There are some good reasons to think that controlling anxiety, and not just pain, would help in the treatment of patients with acute coronary syndrome, and especially STEMIs. For example, anxiety during an MI can cause an increased heart rate, and thus worsen oxygen demand, and so potentially worsen the cardiac ischemia. 

So, if we give beta-blockers to address this issue, why not treat the problem right at the root?  

A review from 2003 looked over the basic science, a few small clinical trials, and also the side effect profile of using diazepam or similar agents in acute or subacute ACS. The conclusion was pretty enthusiastic about using benzos, describing the potential risk-benefit ratio as very favorable.
"In conclusion, the authors disagree on whether the chief benefit of adding
benzodiazepines is tasting great, or in being less filling."
The studies they reviewed, however, were small, had conflicting results, and didn't apply to EMS very well. Fortunately, our Swedish friends stepped up to the plate, and conducted a randomized prehospital trial to answer this question.
The Study
The authors of Anxiolytics in patients suffering a suspected acutecoronary syndrome: multi-centre randomised controlled trial inEmergency Medical Service studied if adding midazolam (Versed) to standard analgesia (morphine) could help patients with chest pain. The study included EMS systems from across the Swedish region of Västra, including 500 prehospital personnel, 60 ambulances and one EMS boat.

"Squad 51 responding 11:33. KMG365"
The “usual” dose of morphine was 5 mg, while midazolam was given in 0.5 mg boluses until a total of 1-2 mg had been given. The primary outcome was the pain level at 15 minutes after the decision to give analgesia. 

After looking at the 1763 patients enrolled in the trial, they found.... no difference. Even when they looked at the subset of 599 patients who turned out to have real ACS diagnosed in the hospital, there was no benefit to adding a benzo for pain relief. 

The addition of midazolam seemed to reduce the heart rate and blood pressure to a statistically significant degree, but the clinical effect was pretty minimal.

Unfortunately, the benzo-getting patients more often became drowsy (or “dozy,” per the authors' language), much like in the trauma patients in my prior post.

Yes, the study could have been done better. Many potential patients were not enrolled, and we don't know if they were different from the enrolled folks. Many of the secondary endpoints were vaguely defined, and not based on the patients' self-report. For example, the degree of anxiety, unlike pain, was judged by EMS personnel.

Lastly, while the trial was randomized, the EMS personal were not blinded to the study drug. In other words, EMS knew who got midazolam, and who didn't. This could have introduced some bias in the results (although I would expect it only would have made the midazolam group report better pain relief).

The Bottom Line
This trial may have had some shortcomings, but it did not suggest a clinically significant role for benzos in treating chest pain of suspected cardiac origin. So, we don't have to figure out a way to add a "B" into MONA!

Thursday, June 19, 2014

For better pain control, add a benzo? (Part 1 - Trauma)

- Exercise aim
Continue the blog post on adding benzodiazepines to pain relief from the point where it stops.

- Excerpts from a dataset

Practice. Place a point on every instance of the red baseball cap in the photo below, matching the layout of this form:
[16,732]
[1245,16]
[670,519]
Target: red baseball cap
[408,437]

- Response below
If a patient is in pain, should we also be treating their anxiety more aggressively? Some medical practitioners feel strongly that we should be.  In part 1, I'll discuss the evidence for using "benzos" (e.g. midazolam, lorazepam) for traumatic pain. The (forthcoming) part 2 will discuss using benzos to treat the pain of cardiac ischemia. 
Bourbon, for example, can treat the anxiety of MI.
Source: Not the NEJM
Trauma, pain, and benzos
Many paramedics believe that they could control traumatic pain better, and reduce morphine or fentanyl dosing, if they were allowed to add a benzodiazepine, like midazolam or Ativan. Different reasons are offered for this approach, such as the role of anxiety, the spasming of muscles in trauma, or the difficulty in controlling pain quickly with just opioids. An interesting new EMS study adds some evidence to this discussion.

The French authors of  "Does midazolam enhance pain control in prehospital management of traumatic severe pain?" enrolled patients who had a traumatic injury, and who described their pain as at least a "6" on a 10-point scale. 

All of the patients got morphine, and good doses too! The first dose was 0.1 mg/kg, and then repeat doses of 3 mg PRN every 3 minutes were administered, until the pain was down to a “3.” 

Half of these patients also received 0.04 mg/kg IV of midazolam at the same time as the initial dose of morphine, while the other half received a placebo injection.

So, did adding the benzo help? It appears not. Surprisingly, the patients who received midazolam had about the same pain relief as the placebo group. 

Unsurprisingly, they also had much higher rates of sedation: 44%, versus only 7% for the placebo group. They also found a strong trend for more hypoxia in the benzo group: 13% versus 2% for placebo. Lastly, there was no difference in the total doses of morphine given.

So, unless you're looking to "snow" more patients, this isn't a good approach!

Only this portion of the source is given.